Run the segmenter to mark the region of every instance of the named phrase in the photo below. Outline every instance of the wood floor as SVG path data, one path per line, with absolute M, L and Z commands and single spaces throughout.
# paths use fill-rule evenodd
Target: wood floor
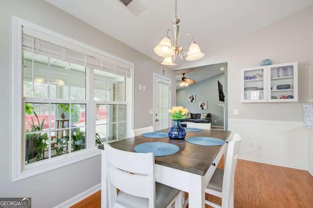
M 223 160 L 218 167 L 223 168 Z M 234 208 L 313 208 L 313 176 L 306 170 L 238 160 L 234 197 Z M 211 195 L 205 198 L 222 202 Z M 71 208 L 100 207 L 99 191 Z

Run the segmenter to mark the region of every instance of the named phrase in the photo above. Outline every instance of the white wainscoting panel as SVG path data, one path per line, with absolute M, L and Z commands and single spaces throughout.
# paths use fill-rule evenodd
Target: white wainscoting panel
M 310 138 L 302 122 L 228 119 L 228 130 L 242 137 L 239 158 L 309 170 Z
M 89 196 L 93 194 L 96 192 L 101 189 L 101 184 L 99 184 L 93 187 L 91 187 L 88 190 L 86 190 L 82 193 L 69 199 L 67 201 L 60 204 L 57 206 L 54 207 L 54 208 L 69 208 L 75 204 L 86 199 Z

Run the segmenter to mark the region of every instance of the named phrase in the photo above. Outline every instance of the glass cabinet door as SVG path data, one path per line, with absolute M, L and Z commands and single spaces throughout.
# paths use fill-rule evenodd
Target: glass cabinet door
M 266 66 L 242 69 L 242 102 L 266 102 Z
M 297 101 L 296 62 L 268 66 L 268 101 Z

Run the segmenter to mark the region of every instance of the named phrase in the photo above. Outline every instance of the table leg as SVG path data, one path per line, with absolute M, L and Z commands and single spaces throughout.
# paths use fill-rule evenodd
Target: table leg
M 101 208 L 109 208 L 109 194 L 107 170 L 104 164 L 106 155 L 104 151 L 101 152 Z
M 189 208 L 204 208 L 204 186 L 203 176 L 191 174 L 189 180 Z

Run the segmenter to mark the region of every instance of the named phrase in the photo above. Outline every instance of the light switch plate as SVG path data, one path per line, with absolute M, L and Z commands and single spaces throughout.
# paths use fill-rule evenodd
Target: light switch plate
M 233 109 L 233 114 L 234 115 L 238 115 L 238 114 L 239 114 L 239 109 Z

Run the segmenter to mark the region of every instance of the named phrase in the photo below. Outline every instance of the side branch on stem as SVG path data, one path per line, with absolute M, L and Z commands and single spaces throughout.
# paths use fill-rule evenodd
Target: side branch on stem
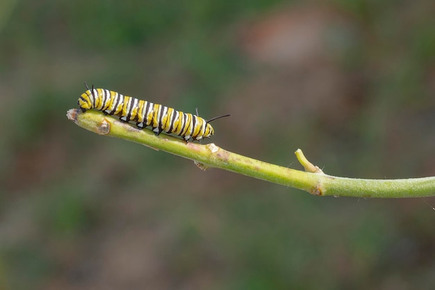
M 165 151 L 194 161 L 201 169 L 221 168 L 286 186 L 302 189 L 315 195 L 354 198 L 420 198 L 435 196 L 435 177 L 407 179 L 362 179 L 325 175 L 304 156 L 295 154 L 305 171 L 296 170 L 253 159 L 227 151 L 213 143 L 186 143 L 172 136 L 156 136 L 151 130 L 139 130 L 100 112 L 70 109 L 68 119 L 100 135 L 117 137 Z

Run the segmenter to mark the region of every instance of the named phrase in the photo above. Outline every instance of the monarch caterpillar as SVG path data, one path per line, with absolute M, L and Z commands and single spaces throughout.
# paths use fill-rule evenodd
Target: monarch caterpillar
M 186 142 L 190 138 L 199 140 L 210 138 L 214 134 L 210 122 L 229 116 L 224 115 L 206 120 L 198 116 L 197 109 L 197 114 L 192 115 L 112 90 L 94 88 L 93 86 L 90 89 L 85 82 L 85 86 L 88 90 L 81 94 L 78 101 L 83 112 L 95 108 L 106 114 L 115 115 L 123 122 L 136 122 L 140 129 L 150 126 L 156 135 L 165 131 L 180 136 Z

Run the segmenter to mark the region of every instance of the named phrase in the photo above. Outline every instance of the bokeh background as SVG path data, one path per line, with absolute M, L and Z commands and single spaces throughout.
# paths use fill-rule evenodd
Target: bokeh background
M 84 81 L 331 175 L 435 175 L 433 0 L 2 0 L 0 289 L 435 284 L 433 198 L 318 198 L 68 121 Z

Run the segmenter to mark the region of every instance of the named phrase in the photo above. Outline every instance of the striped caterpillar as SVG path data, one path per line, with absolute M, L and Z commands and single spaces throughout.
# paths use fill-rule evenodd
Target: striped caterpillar
M 86 90 L 79 98 L 79 106 L 83 112 L 91 108 L 120 117 L 123 122 L 136 122 L 138 128 L 152 127 L 156 135 L 162 131 L 181 136 L 186 142 L 190 138 L 199 140 L 210 138 L 214 130 L 210 122 L 216 119 L 228 117 L 224 115 L 206 120 L 196 115 L 183 113 L 158 104 L 124 96 L 117 92 L 103 88 L 90 89 L 85 83 Z

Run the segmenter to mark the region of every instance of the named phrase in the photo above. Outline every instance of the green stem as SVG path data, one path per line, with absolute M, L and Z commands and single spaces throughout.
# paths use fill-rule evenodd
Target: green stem
M 307 172 L 278 166 L 227 151 L 213 143 L 188 143 L 166 134 L 104 115 L 101 112 L 68 111 L 68 118 L 77 125 L 100 135 L 120 138 L 157 150 L 165 151 L 195 161 L 201 169 L 225 169 L 244 175 L 294 187 L 315 195 L 354 198 L 418 198 L 435 195 L 435 177 L 407 179 L 361 179 L 325 175 L 298 150 L 295 154 Z

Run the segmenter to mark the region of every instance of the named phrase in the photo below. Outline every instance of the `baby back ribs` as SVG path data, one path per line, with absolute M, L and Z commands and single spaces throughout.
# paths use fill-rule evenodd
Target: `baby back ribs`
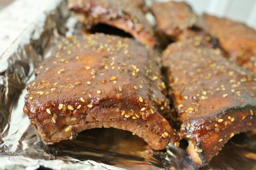
M 136 0 L 72 0 L 69 8 L 88 30 L 99 23 L 108 24 L 154 47 L 157 41 L 154 30 L 145 17 L 142 4 L 141 1 Z
M 155 2 L 151 10 L 155 18 L 157 32 L 160 36 L 175 41 L 196 35 L 209 41 L 212 38 L 201 19 L 184 2 Z
M 256 77 L 221 54 L 189 40 L 171 44 L 162 54 L 180 137 L 188 140 L 188 153 L 199 166 L 234 135 L 256 129 Z
M 102 127 L 129 130 L 155 150 L 178 144 L 163 117 L 172 115 L 152 50 L 102 33 L 64 39 L 58 47 L 28 85 L 23 108 L 46 145 Z
M 226 18 L 207 14 L 203 18 L 230 60 L 256 74 L 256 31 L 244 23 Z

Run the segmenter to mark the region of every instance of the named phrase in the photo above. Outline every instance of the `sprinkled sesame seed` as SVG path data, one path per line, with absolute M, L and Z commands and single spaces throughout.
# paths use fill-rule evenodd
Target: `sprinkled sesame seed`
M 75 85 L 80 85 L 81 84 L 82 84 L 81 82 L 75 82 Z
M 70 129 L 71 129 L 71 128 L 70 128 L 70 127 L 67 127 L 65 130 L 65 132 L 68 132 L 69 131 L 70 131 Z
M 227 96 L 228 94 L 223 94 L 223 96 L 223 96 L 223 97 L 226 97 Z
M 80 108 L 81 108 L 81 106 L 82 106 L 82 105 L 78 105 L 78 106 L 77 106 L 76 107 L 76 109 L 80 109 Z
M 59 105 L 58 109 L 61 110 L 61 109 L 62 109 L 62 108 L 63 108 L 63 104 L 60 104 Z
M 126 118 L 128 118 L 128 117 L 130 117 L 130 116 L 131 116 L 131 115 L 130 115 L 129 114 L 125 114 L 125 117 L 126 117 Z
M 89 66 L 85 66 L 85 69 L 87 70 L 90 70 L 91 68 L 91 67 Z
M 218 122 L 219 123 L 222 122 L 223 122 L 223 119 L 219 119 L 218 120 Z
M 125 110 L 123 110 L 123 111 L 122 112 L 122 116 L 124 116 L 125 114 Z
M 121 95 L 119 94 L 116 94 L 116 98 L 118 99 L 119 99 L 121 98 Z
M 88 108 L 92 108 L 92 107 L 93 107 L 93 105 L 92 105 L 89 104 L 89 105 L 87 105 L 87 107 Z
M 139 100 L 140 100 L 140 102 L 143 102 L 143 98 L 141 96 L 140 96 Z
M 73 106 L 71 106 L 71 105 L 69 105 L 67 106 L 67 108 L 71 110 L 74 110 L 74 108 L 73 108 Z
M 253 111 L 251 109 L 250 110 L 250 113 L 251 116 L 253 116 Z
M 48 113 L 49 114 L 51 114 L 51 110 L 50 109 L 47 108 L 46 109 L 46 112 Z
M 122 89 L 121 86 L 118 87 L 118 90 L 119 90 L 119 91 L 122 91 Z

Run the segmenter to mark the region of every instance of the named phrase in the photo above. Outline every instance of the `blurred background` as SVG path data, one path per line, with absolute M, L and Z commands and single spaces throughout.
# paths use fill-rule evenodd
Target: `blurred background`
M 0 10 L 15 0 L 0 0 Z M 149 0 L 167 1 L 169 0 Z M 243 22 L 256 29 L 256 0 L 175 0 L 184 1 L 197 14 L 203 12 L 220 17 L 226 17 Z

+ + + + + + +

* _Objective_: Please pull out the data lines starting with the line that contains "of the bokeh" and going on through the line that contains "M 84 81 L 331", including both of those lines. Reproduce them unchanged.

* _Answer below_:
Run the segmenter to mark the region of every instance of the named phrase in the photo above. Outline every instance of the bokeh background as SVG path data, one path per line, with absolute M, L and Z commands and single spaces throughout.
# paths use fill-rule evenodd
Target: bokeh background
M 84 81 L 331 175 L 435 175 L 433 0 L 2 0 L 0 289 L 435 284 L 433 198 L 318 198 L 68 121 Z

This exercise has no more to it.